:: GIVEN TASK ::
Please copy out the stretch of records below that begins with the line containing "det: blue sky" and ends with the line containing "[79,83,225,100]", including both of those lines, reproducing each line as it stands.

:: SUPPLIED RECORDS ::

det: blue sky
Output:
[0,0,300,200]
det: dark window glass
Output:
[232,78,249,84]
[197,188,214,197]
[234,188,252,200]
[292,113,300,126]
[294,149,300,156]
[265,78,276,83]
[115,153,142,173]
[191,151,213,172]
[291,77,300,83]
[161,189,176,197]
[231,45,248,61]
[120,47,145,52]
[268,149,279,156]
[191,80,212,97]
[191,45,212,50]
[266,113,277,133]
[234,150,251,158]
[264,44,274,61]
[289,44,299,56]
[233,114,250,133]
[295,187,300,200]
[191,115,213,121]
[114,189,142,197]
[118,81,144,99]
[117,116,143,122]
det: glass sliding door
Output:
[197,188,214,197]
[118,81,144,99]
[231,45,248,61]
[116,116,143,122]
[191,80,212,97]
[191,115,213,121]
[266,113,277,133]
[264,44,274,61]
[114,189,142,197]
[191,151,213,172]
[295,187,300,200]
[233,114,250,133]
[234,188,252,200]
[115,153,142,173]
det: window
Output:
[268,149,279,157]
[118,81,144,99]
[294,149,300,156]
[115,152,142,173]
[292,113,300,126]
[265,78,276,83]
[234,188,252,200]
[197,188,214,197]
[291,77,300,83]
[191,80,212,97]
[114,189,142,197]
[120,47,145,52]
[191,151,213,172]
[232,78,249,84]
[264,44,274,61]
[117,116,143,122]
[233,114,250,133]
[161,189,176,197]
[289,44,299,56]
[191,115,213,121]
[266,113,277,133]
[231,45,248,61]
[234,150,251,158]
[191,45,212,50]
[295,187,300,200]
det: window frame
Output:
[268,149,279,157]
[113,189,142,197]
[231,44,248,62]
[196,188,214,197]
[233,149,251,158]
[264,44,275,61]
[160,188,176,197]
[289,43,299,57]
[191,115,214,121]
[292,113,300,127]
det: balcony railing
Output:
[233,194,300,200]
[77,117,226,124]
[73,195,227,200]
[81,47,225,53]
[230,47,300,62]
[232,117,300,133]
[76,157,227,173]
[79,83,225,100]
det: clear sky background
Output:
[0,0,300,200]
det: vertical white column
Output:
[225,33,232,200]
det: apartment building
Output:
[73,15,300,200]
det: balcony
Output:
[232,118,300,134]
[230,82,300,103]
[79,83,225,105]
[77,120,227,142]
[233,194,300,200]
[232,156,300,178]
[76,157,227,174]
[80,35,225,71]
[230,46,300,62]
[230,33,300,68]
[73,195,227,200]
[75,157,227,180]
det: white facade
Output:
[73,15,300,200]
--
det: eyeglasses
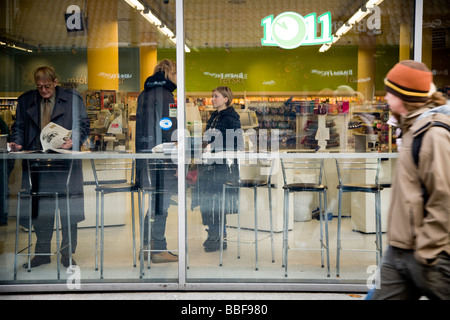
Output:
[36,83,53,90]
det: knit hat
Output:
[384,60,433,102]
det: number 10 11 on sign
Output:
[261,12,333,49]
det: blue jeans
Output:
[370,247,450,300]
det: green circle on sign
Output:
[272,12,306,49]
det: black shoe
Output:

:: ANSWER TO THE EXERCISE ::
det: blue sky
Output:
[0,0,300,200]
det: dark window glass
Output:
[232,78,249,84]
[197,188,214,197]
[234,188,252,200]
[292,113,300,126]
[294,149,300,156]
[265,78,276,83]
[115,153,142,173]
[191,151,213,172]
[291,77,300,83]
[161,189,176,197]
[231,45,248,61]
[120,47,145,52]
[268,149,279,156]
[191,80,212,97]
[191,45,212,50]
[266,113,277,133]
[234,150,251,158]
[264,44,274,61]
[289,44,299,56]
[233,114,250,133]
[295,187,300,200]
[191,115,213,121]
[114,189,142,197]
[118,81,144,99]
[117,116,143,122]
det: glass sliding door
Output:
[197,188,214,197]
[118,81,144,99]
[231,45,248,61]
[116,116,143,122]
[191,80,212,97]
[191,115,213,121]
[266,113,277,133]
[264,44,274,61]
[114,189,142,197]
[191,151,213,172]
[295,187,300,200]
[233,114,250,133]
[234,188,252,200]
[115,153,142,173]
det: window
Output:
[268,149,279,157]
[118,81,144,99]
[294,149,300,156]
[115,152,142,173]
[292,113,300,126]
[265,78,276,83]
[234,188,252,200]
[197,188,214,197]
[291,77,300,83]
[191,80,212,97]
[114,189,142,197]
[120,47,145,52]
[191,151,213,172]
[232,78,249,84]
[264,44,274,61]
[117,116,143,122]
[233,114,250,133]
[161,189,176,197]
[289,44,299,56]
[191,115,213,121]
[266,113,277,133]
[231,45,248,61]
[234,150,251,158]
[191,45,212,50]
[295,187,300,200]
det: window frame
Output:
[268,149,279,157]
[113,189,142,197]
[231,44,248,62]
[196,188,214,197]
[233,149,251,158]
[264,44,275,61]
[160,188,176,197]
[289,43,299,57]
[191,115,214,121]
[292,113,300,127]
det: balcony railing
Output:
[233,194,300,200]
[77,117,226,124]
[73,195,227,200]
[81,47,225,53]
[230,47,300,62]
[232,117,300,133]
[76,157,227,173]
[79,83,225,100]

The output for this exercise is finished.